Data excerpts
--- --- ---

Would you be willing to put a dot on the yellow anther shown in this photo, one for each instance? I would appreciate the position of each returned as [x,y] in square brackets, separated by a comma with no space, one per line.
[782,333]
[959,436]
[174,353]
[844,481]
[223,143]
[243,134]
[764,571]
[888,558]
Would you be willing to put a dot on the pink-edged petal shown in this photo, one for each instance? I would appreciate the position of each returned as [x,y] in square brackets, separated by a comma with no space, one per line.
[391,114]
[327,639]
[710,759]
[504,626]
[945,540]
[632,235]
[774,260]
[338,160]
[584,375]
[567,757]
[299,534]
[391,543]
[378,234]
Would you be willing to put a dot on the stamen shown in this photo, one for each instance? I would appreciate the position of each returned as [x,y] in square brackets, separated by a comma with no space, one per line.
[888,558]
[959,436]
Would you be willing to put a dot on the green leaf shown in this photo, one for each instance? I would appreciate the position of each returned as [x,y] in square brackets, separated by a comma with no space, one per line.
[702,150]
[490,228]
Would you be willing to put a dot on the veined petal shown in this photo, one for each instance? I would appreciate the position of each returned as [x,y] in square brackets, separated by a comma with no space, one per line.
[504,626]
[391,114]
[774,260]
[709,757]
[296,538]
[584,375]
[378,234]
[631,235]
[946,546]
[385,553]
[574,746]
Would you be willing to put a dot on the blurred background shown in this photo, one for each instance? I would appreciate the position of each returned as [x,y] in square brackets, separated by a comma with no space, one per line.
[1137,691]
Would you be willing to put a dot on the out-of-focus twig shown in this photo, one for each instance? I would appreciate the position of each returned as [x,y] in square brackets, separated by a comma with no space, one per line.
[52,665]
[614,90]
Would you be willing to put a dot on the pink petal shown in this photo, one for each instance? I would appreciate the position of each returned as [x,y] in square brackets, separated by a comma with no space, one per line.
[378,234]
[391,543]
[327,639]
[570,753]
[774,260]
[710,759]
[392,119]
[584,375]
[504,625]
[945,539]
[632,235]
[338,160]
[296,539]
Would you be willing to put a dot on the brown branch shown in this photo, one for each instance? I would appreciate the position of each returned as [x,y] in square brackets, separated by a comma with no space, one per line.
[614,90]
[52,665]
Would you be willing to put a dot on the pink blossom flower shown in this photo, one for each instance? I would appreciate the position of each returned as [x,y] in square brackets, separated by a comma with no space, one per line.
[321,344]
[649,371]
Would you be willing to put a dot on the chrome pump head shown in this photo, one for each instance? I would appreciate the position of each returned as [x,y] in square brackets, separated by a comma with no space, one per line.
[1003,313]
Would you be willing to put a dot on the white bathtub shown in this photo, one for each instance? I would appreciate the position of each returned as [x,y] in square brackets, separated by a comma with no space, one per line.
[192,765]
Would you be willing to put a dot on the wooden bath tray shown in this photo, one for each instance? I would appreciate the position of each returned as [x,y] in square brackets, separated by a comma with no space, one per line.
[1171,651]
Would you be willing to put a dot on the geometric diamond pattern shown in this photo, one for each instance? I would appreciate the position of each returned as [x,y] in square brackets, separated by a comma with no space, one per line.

--- --- ---

:: PROBLEM DETAILS ::
Down to the last character, restate every record.

:: SOLUTION ::
Would you be willing to put a dot on the yellow anther shown in this photo, one for each instance? I would appreciate the position of each returned as [x,y] in square brackets, separated by a comma with no space, one per line.
[782,333]
[959,436]
[174,353]
[844,481]
[223,143]
[243,134]
[764,571]
[888,558]
Would you be willing to put a dot on the pink-edged petal shown in this photo, one for each instance? I would appreciate the position of each returned as [x,y] in square brackets, separated by a comma with no space, one per line.
[391,114]
[327,639]
[710,759]
[504,626]
[945,540]
[632,235]
[774,260]
[338,160]
[584,375]
[567,757]
[299,534]
[391,543]
[378,234]
Would you be willing to put a dot on the stamen shown in this photo, one for each instance? I would appreciate the position of each returned as [x,y] in square brackets, separated by a comma with no space, one per line.
[888,558]
[959,436]
Would you be willing to put a dot on the green leaf shown in this photo, one for each instance? I would appreciate the position of each returned as [x,y] in square brackets, separated by a comma with no space, one per line.
[702,150]
[490,228]
Would you be willing to put a dot on the veined petal shown in this photo, one for each instance? I would appreciate the position of each returned as [x,y] in square brackets, separated by a comma with no space, one per line.
[504,626]
[391,114]
[774,260]
[709,757]
[296,538]
[584,375]
[378,234]
[631,235]
[946,546]
[385,553]
[574,746]
Would you be willing to put a dot on the blurred background shown in this photo, one for each instance? I would appreciate the position of each returned as [x,y] in square brackets, separated by a comma with no space, one per line.
[1137,691]
Would you be willing to put a dot on the out-of-focus twig shown in this photo, one for each instance? I would appreciate the position of each returned as [x,y] in square brackets, separated by a comma with no space, one per line.
[52,665]
[614,90]
Would you be willing to put a dot on the pink petal shown in this photo, one for each instance? I would appreciate the position of each returned as [x,y] in square brackets, separated by a comma with no space, one per line.
[378,234]
[391,543]
[327,639]
[570,753]
[774,260]
[710,759]
[392,119]
[584,375]
[504,625]
[945,539]
[632,235]
[338,160]
[296,539]
Would you be willing to put a dot on the brown branch shown in this photo, one for each instance? I would appreciate the position of each returned as [x,y] in square brackets, separated by a comma with no space, one per line.
[614,90]
[52,665]
Would you be willing to put a dot on the pink blossom flower shown in this photo, one for each instance? I would appreciate the position of each returned as [x,y] in square brackets, separated by a comma with no space, one per line.
[321,344]
[649,371]
Would you be willing to put a dot on the chrome pump head shown in this photo, one for each instance? I would appreciate the position of each returned as [x,y] in square brackets, separated by a comma with no space, one per line.
[1003,313]
Would you be willing to put a dot on the white bathtub shown in this photo, one for each instance? I would appreciate the position of each returned as [x,y] in square brackets, separated by a comma with no space, one per line.
[192,765]
Would you be willing to put a dot on the wooden bath tray shown in this photo, one for each instance? I would appreciate the position of each returned as [x,y] in square brackets, separated by a comma with no space, one per line.
[1171,651]
Would you be willing to put a dot on the geometric diamond pattern shown in this photo, one for each instance? I would appreciate the position of each returned as [x,y] in square brackets, separated by a comma with no space, one per line.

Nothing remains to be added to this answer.